__EXERCISE BRIEF__:
Your task is to repeat the entries underneath exactly, minus the pictures.

[start ENTRIES]

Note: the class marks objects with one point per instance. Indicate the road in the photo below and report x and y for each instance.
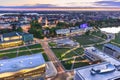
(62, 74)
(51, 55)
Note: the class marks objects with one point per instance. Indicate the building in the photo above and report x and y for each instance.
(15, 39)
(108, 70)
(63, 31)
(66, 42)
(112, 50)
(30, 67)
(92, 57)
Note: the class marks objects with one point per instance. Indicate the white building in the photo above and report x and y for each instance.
(108, 70)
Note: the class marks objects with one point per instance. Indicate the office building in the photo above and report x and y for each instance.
(108, 70)
(112, 50)
(30, 67)
(15, 39)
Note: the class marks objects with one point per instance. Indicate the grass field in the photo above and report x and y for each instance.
(87, 39)
(33, 49)
(68, 60)
(99, 34)
(117, 38)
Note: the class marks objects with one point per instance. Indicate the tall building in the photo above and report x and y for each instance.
(112, 50)
(15, 39)
(31, 67)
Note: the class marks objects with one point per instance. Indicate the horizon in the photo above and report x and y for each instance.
(62, 3)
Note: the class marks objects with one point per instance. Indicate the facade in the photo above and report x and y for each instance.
(15, 39)
(31, 67)
(66, 42)
(112, 50)
(108, 70)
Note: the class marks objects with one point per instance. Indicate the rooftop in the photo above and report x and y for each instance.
(11, 34)
(103, 55)
(86, 74)
(19, 63)
(105, 71)
(112, 47)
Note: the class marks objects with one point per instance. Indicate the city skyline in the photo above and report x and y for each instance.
(62, 3)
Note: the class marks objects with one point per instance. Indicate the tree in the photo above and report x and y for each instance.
(19, 29)
(87, 32)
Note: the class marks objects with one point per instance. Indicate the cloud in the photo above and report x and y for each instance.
(31, 6)
(108, 3)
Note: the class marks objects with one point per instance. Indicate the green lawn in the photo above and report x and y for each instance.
(60, 53)
(80, 51)
(11, 53)
(99, 34)
(117, 38)
(52, 44)
(87, 39)
(100, 46)
(68, 59)
(67, 64)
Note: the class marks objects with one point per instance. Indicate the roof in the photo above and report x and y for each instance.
(19, 63)
(11, 34)
(66, 41)
(102, 55)
(108, 72)
(85, 73)
(113, 47)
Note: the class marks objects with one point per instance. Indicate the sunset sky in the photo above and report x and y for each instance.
(63, 3)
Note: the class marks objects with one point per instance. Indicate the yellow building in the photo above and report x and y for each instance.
(15, 39)
(30, 67)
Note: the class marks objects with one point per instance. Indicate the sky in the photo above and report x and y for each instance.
(62, 3)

[end ENTRIES]

__SOLUTION__:
Note: the class marks objects with one point per instance. Indicate the road in the photo below and report x and y for each instance.
(62, 74)
(51, 55)
Note: the class marks objects with one point per instance. Indicate the building in the photo above and report x and y for each instance.
(15, 39)
(108, 70)
(63, 31)
(66, 42)
(112, 50)
(30, 67)
(92, 57)
Note: the class marks objects with one point per instance. Indicate the white building in the photo above and report x and y for each instance.
(108, 70)
Note: the class marks objects with one point per instance. Indicate the office building in the photo above and report x and y for each instance.
(108, 70)
(112, 50)
(30, 67)
(15, 39)
Note: the class marks objects with one point per instance. Indicate the grass field in the photo above and report x and y for each instance.
(87, 39)
(33, 49)
(68, 60)
(99, 34)
(117, 38)
Note: the class marks objects with one point per instance. Indicate the tall building in the photo above and report x and y for each instance.
(112, 50)
(15, 39)
(31, 67)
Note: the class marks objects with one point per instance. Indicate the horizon in the photo above and report x and y for each instance.
(62, 3)
Note: the class marks objects with one point per instance. Indicate the facade in the photo above and report x and y for each instance.
(15, 39)
(31, 67)
(66, 42)
(112, 50)
(108, 70)
Note: the class marks objects with one point per instance. Indicate the rooftop in the photo above and report x and y for each instance.
(11, 34)
(103, 55)
(86, 74)
(19, 63)
(105, 71)
(112, 47)
Note: the class marks objects with one point per instance. Indicate the city skyline in the photo above and report x and y for each instance.
(62, 3)
Note: the class marks objects with one point per instance. Indicate the tree in the photo above and report x and y for each instance.
(19, 29)
(87, 32)
Note: the class marks objects with one point per instance. Indicate the cloud in the photo above and report x and y for each instance.
(31, 6)
(108, 3)
Note: the class marks objects with one point per instance. Indicate the green lawn in the photo above and report x and y for each instance.
(60, 53)
(80, 51)
(11, 53)
(99, 34)
(117, 38)
(52, 44)
(87, 39)
(100, 46)
(68, 59)
(67, 64)
Note: the class marks objects with one point per instance. Indicate the roof in the photo above and report x and y for each instance.
(19, 63)
(11, 34)
(66, 41)
(102, 55)
(108, 72)
(85, 73)
(113, 47)
Note: the class marks objects with one point per instance. Indicate the sunset sky in the photo above and report x and y for each instance.
(63, 3)
Note: the class marks objects with one point per instance. Indicate the yellow building in the photo above and report x and y for each instance.
(15, 39)
(30, 67)
Note: the class marks objects with one point per instance. Indicate the sky in the photo above and report x and y for each instance.
(62, 3)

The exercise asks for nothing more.